━━ Records ━━

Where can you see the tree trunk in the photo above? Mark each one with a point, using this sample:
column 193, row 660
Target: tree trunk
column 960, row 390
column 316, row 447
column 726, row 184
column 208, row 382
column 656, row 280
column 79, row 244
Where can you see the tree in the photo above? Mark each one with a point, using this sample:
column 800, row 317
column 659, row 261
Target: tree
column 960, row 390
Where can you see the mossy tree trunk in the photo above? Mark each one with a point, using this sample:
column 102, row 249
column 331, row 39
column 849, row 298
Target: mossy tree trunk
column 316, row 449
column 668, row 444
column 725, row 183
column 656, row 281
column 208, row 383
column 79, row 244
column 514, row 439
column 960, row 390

━━━

Given request: All of the entries above must be quoted exactly.

Solution to this exercise:
Where can you see the tree trunk in the photo above? Mark each one with a point, using this sample:
column 193, row 660
Target: tree trunk
column 960, row 390
column 316, row 447
column 726, row 184
column 208, row 382
column 656, row 280
column 79, row 244
Where can you see the tree in the photo above? Mark each one with a point, using this sample:
column 800, row 317
column 659, row 261
Target: tree
column 960, row 390
Where can you see the mossy tree trunk in the photo above? Mark each one with a point, using this sample:
column 102, row 249
column 331, row 39
column 849, row 298
Target: mossy tree trunk
column 316, row 449
column 668, row 444
column 725, row 183
column 656, row 281
column 208, row 383
column 79, row 244
column 514, row 439
column 960, row 390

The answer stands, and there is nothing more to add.